Provided passage:

──────────

Data Release Notes

From BiomarkerKB Wiki
Jump to navigation Jump to search

Versioning Format

The versioning format follows a three-digit structure: X.Y.Z.

  • The first digit (X) changes when a major update is introduced, such as changes in the data model.
  • The second digit (Y) increments with each new release.
  • The third digit (Z) is updated for bug fixes or minor changes.

Version 1.0.4

This release introduces new datasets, cross-references, and bug fixes.

Data Updates

  • Added Cancer Genome Interpreter data on cancer biomarkers from MetaKB.
  • Added Metabolomics Workbench LOINC data on metabolite biomarkers.
  • Added Cell Ontology and Protein Ontology cross-references.

Bug Fixes

  • Fixed issue where cookie preferences weren't being saved when selecting "Allow".

Version 1.0.3

This release introduces new cross-references and updates to ensure compatibility with external resources.

──────────

[Free-text descriptions of objects]
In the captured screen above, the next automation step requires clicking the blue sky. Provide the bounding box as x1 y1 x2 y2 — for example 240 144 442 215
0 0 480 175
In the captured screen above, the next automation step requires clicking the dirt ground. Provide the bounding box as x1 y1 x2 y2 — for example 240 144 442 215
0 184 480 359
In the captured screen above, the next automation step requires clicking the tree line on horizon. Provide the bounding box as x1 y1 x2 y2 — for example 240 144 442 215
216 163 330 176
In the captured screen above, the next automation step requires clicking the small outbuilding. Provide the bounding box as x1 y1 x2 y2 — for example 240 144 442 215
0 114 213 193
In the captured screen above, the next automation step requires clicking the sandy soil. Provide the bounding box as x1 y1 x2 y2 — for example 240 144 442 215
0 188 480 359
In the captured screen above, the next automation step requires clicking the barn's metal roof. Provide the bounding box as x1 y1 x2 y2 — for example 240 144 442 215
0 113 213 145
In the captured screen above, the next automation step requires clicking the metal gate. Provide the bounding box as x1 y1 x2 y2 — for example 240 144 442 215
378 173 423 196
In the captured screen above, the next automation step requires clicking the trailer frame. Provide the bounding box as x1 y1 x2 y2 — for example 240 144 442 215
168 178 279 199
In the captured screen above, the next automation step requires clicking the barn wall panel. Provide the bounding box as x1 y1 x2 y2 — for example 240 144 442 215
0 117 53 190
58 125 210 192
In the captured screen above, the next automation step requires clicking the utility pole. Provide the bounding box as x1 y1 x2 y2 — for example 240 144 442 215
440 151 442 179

──────────

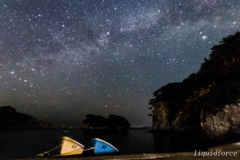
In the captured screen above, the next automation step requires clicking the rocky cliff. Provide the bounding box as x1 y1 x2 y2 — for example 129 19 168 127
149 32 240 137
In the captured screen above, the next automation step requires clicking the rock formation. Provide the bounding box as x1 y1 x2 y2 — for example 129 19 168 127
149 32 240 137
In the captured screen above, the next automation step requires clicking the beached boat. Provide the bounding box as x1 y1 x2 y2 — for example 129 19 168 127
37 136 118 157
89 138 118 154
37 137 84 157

──────────

Directions:
[1] Answer these questions about the BiomarkerKB release notes:
(a) Which digit of the version number changes when a major update is introduced?
(b) Which two ontologies were added as cross-references in Version 1.0.4?
(c) What problem did the Version 1.0.4 bug fix address?
[2] Set down the part of the BiomarkerKB release notes starting with "Data Release Notes" and going on through "each new release.".
[3] Resume the BiomarkerKB release notes after their last line and carry them further.

Exercise answers:
[1]
(a) The first digit (X).
(b) The Cell Ontology and the Protein Ontology.
(c) Cookie preferences weren't being saved when "Allow" was selected.

[2]
Data Release Notes

From BiomarkerKB Wiki
Jump to navigation Jump to search

Versioning Format

The versioning format follows a three-digit structure: X.Y.Z.

  • The first digit (X) changes when a major update is introduced, such as changes in the data model.
  • The second digit (Y) increments with each new release.

[3]
Data Updates

  • NCBI cross-references added across gene biomarker entries.
  • ChEBI cross-references integrated for small molecules and metabolites.

Backend and Infrastructure Updates

  • ChEBI API migration: Updated all programmatic links from the legacy SOAP services to the new REST API endpoints, following ChEBI’s platform migration.

Version 1.0.2

Data Updates

Backend and Infrastructure Updates

  • evidence_source database names now retain their original casing for accuracy and consistency.
  • EDRN identifiers were added to the namespace map.
  • HUGO Gene Nomenclature Committee (HGNC) was added to the cross-reference JSON file.
  • Fixed an issue where evidence_source values without tags were previously dropped; these are now preserved.
  • Added a user-guided spelling correction function to improve data entry quality.
  • The TSV-to-JSON converter now automatically checks for header spelling errors.
  • Introduced _suggest_header_corrections to flag and propose fixes for misspelled headers.
  • Enhanced _stream_tsv with a call to _check_header_spelling to prevent invalid headers from being processed.

Version 1.0.1

Data Updates

  • Added xrefs.tsv to the list of datasets.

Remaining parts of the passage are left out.